§ EXERCISE OBJECTIVE: Find the line that contains "point(325, 735)". Then set down that line and all the lines after it, to the end of the records, exactly and with nothing added.

Stored data entries:
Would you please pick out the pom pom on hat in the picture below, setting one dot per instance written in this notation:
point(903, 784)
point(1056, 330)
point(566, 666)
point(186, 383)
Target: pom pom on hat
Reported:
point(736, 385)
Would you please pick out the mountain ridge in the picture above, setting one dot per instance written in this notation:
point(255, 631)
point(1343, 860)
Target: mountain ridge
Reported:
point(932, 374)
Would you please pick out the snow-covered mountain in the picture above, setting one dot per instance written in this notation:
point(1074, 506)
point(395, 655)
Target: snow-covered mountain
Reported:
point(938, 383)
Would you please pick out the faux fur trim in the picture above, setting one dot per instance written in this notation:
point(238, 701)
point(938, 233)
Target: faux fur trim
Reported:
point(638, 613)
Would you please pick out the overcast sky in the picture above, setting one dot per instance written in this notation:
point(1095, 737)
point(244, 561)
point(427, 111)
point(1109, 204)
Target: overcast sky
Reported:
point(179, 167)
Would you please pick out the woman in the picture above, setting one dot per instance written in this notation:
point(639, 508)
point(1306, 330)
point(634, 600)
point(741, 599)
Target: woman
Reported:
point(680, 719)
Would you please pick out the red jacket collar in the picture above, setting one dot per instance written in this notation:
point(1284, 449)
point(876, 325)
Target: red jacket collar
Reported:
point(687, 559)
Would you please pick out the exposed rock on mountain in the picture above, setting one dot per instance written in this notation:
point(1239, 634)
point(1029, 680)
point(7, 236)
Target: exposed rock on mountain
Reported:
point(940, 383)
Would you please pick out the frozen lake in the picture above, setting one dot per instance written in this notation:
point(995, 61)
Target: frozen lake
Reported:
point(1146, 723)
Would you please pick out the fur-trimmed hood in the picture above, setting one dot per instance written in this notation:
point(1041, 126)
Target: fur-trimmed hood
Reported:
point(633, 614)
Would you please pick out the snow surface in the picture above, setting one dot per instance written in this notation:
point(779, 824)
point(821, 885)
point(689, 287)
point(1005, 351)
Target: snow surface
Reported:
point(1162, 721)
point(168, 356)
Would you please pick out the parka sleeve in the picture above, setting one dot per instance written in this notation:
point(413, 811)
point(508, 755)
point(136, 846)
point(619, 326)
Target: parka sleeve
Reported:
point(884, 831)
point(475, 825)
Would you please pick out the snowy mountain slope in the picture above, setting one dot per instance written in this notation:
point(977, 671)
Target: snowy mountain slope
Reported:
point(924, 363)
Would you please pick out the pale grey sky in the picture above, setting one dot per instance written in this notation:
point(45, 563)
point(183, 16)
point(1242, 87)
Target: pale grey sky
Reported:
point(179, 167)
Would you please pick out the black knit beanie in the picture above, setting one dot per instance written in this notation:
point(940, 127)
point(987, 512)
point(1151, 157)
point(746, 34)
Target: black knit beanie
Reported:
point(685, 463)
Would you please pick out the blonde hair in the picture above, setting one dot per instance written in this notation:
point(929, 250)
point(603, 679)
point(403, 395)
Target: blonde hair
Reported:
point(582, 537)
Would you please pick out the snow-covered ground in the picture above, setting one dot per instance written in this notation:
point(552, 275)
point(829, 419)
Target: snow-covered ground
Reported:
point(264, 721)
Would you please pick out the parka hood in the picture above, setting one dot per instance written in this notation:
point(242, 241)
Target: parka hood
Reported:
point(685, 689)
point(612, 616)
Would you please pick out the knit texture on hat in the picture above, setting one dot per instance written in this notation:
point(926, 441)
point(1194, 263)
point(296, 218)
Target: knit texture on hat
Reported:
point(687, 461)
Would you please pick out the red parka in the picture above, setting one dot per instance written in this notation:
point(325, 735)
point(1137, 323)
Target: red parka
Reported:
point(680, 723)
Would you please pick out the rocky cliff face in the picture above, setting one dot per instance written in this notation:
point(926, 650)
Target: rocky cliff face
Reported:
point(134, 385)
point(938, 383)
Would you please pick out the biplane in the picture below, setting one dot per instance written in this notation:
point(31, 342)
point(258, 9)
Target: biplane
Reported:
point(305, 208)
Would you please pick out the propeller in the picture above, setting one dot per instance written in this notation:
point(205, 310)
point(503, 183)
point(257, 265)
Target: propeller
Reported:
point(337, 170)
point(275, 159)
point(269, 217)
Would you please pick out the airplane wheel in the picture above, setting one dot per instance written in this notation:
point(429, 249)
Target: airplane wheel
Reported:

§ EXERCISE SOLUTION:
point(325, 735)
point(1137, 323)
Target: red parka
Reported:
point(680, 723)
Would you please pick out the rocky cliff face in the picture above, setting one dot per instance written in this notation:
point(926, 650)
Target: rocky cliff face
Reported:
point(134, 385)
point(938, 383)
Would you please pick out the biplane in the picture below, setting one dot per instance written in this notation:
point(31, 342)
point(258, 9)
Target: biplane
Reported:
point(305, 208)
Would you please pick out the propeller in the picture above, setting one dot per instance written in this notation:
point(205, 310)
point(503, 183)
point(257, 265)
Target: propeller
Reported:
point(337, 170)
point(275, 159)
point(269, 217)
Would you please pick out the airplane wheel in the picture above, setting one dot per instance written in this notation:
point(429, 249)
Target: airplane wheel
Reported:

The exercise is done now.